## begin Dataset records

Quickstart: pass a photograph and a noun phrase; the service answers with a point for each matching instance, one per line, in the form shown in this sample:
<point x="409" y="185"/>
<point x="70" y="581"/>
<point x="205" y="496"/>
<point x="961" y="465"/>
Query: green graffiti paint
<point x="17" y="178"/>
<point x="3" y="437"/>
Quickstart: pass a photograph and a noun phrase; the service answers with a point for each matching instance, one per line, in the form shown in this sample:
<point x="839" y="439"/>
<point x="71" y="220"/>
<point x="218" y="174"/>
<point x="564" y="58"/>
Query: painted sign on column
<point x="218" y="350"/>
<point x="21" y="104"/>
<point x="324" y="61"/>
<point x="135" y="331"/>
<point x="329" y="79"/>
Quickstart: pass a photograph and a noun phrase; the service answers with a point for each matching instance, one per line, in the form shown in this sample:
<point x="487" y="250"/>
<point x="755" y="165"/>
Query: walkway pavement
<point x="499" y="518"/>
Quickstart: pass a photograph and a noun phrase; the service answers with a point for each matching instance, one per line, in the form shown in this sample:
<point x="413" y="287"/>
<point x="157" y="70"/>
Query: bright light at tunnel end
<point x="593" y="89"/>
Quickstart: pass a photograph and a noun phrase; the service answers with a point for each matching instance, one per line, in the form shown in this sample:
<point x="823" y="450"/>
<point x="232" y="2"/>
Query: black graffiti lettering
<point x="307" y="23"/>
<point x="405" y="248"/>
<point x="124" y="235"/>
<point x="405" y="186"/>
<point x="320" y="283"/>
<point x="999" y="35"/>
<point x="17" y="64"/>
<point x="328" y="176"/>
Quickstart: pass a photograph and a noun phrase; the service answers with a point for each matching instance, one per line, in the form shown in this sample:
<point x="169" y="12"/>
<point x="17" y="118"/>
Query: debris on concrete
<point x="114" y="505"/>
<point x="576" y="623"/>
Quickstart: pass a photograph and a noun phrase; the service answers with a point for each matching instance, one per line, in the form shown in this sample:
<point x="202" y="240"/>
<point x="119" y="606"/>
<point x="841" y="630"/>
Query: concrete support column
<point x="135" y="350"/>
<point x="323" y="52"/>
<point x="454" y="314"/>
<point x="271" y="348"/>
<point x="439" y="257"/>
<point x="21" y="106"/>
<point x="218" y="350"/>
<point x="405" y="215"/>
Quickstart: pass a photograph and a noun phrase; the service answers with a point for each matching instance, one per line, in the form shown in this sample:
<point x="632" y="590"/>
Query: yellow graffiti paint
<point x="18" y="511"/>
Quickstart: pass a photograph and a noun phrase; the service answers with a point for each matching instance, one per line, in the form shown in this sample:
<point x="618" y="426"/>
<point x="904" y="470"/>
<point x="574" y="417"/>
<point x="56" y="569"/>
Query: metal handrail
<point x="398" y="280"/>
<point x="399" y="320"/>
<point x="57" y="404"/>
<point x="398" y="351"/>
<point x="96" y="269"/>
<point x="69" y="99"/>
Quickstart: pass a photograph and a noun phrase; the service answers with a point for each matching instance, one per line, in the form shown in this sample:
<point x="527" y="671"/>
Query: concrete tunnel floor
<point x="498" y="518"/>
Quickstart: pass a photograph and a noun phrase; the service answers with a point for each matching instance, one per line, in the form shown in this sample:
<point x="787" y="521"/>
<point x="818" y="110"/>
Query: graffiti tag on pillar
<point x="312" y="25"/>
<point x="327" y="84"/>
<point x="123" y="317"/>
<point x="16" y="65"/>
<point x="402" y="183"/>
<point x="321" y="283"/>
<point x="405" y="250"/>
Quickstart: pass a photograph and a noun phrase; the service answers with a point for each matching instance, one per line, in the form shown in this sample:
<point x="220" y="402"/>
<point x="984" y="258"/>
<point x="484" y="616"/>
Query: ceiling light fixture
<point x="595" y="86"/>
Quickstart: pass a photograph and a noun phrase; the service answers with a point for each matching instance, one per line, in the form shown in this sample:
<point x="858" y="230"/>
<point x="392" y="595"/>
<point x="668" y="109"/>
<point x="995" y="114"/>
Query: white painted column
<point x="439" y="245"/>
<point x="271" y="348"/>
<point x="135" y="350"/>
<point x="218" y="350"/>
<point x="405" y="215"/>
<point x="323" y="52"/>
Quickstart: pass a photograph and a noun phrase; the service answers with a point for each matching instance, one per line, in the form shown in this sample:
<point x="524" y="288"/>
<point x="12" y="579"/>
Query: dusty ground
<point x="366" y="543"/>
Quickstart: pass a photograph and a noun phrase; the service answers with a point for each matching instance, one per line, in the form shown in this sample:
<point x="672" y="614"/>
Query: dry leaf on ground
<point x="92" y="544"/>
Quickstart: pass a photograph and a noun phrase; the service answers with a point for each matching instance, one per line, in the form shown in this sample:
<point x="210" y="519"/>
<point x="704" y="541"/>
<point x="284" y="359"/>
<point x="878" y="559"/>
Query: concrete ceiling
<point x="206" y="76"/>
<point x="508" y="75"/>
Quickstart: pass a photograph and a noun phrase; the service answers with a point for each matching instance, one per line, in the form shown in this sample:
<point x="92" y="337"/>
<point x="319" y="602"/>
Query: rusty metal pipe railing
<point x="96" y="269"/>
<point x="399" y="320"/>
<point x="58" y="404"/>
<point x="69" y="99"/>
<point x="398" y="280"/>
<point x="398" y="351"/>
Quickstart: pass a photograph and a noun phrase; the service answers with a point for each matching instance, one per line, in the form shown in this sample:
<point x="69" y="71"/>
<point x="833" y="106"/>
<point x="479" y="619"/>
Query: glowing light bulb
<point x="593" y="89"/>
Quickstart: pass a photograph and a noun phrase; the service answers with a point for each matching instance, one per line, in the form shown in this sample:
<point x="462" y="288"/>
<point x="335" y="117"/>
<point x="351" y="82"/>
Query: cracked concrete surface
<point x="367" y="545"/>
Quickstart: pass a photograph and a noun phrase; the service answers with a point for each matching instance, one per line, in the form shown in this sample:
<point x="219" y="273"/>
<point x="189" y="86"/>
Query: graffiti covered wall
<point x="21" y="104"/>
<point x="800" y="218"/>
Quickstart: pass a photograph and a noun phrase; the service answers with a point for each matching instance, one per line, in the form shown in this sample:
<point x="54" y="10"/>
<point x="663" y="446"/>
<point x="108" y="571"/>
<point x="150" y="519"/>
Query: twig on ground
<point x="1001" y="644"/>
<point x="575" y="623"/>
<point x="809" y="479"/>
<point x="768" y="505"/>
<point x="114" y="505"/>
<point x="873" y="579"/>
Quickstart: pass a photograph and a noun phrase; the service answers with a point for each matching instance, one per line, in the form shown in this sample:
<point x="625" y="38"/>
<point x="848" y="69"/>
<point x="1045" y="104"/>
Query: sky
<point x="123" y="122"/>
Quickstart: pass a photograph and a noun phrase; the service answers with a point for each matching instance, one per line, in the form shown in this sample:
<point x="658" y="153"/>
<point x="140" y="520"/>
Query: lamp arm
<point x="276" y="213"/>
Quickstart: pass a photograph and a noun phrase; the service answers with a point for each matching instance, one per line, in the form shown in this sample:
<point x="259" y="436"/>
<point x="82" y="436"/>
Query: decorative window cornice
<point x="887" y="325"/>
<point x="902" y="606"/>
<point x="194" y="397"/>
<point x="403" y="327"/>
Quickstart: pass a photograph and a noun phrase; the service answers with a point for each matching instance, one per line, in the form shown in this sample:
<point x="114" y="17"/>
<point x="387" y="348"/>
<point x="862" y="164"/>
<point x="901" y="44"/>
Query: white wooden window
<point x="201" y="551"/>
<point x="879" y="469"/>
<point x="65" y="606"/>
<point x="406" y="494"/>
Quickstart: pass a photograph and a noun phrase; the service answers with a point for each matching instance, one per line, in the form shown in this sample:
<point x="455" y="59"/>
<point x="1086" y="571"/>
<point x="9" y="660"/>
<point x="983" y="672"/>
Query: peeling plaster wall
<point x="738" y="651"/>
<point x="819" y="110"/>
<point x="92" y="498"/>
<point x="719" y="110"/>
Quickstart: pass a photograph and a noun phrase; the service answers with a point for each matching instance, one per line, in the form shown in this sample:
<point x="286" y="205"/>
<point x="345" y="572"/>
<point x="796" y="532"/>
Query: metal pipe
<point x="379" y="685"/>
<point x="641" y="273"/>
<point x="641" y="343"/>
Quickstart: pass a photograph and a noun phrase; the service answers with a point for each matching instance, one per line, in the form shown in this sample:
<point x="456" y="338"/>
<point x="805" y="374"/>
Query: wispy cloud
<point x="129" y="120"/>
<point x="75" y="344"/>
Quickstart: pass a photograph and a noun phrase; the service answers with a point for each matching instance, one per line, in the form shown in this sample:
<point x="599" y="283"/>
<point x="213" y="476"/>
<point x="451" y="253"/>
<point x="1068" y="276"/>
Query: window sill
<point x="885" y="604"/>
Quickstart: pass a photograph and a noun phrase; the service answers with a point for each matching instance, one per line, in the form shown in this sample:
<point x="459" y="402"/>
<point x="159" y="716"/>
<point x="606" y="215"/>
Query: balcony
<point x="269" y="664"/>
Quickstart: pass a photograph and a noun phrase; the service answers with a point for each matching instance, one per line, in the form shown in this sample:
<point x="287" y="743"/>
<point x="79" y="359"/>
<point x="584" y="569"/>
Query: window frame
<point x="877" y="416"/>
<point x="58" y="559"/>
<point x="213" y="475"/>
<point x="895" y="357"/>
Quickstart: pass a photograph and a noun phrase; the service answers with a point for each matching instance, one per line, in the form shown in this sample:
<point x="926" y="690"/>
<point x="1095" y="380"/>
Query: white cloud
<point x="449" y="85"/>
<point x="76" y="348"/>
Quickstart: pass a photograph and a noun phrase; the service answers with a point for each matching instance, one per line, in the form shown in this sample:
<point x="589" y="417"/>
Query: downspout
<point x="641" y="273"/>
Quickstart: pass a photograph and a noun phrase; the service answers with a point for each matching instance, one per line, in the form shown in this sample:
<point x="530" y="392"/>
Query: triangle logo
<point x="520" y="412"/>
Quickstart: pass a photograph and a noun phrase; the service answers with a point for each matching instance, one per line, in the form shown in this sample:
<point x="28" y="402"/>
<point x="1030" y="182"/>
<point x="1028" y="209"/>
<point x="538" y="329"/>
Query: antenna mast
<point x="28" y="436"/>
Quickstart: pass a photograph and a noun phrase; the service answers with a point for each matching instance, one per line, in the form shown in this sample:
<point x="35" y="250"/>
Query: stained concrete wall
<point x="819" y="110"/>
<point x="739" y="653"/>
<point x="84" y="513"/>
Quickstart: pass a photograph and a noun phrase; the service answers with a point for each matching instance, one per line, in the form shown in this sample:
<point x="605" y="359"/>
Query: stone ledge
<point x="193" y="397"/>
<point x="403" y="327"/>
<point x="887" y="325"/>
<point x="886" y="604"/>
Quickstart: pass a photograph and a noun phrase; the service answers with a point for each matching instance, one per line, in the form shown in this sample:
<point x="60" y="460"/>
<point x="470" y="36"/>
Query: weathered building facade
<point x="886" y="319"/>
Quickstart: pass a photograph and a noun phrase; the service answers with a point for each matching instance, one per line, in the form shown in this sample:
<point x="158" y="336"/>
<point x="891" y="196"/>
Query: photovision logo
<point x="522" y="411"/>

## end Dataset records

Tally the lines above that contain the string "logo", and reply with the count alone.

2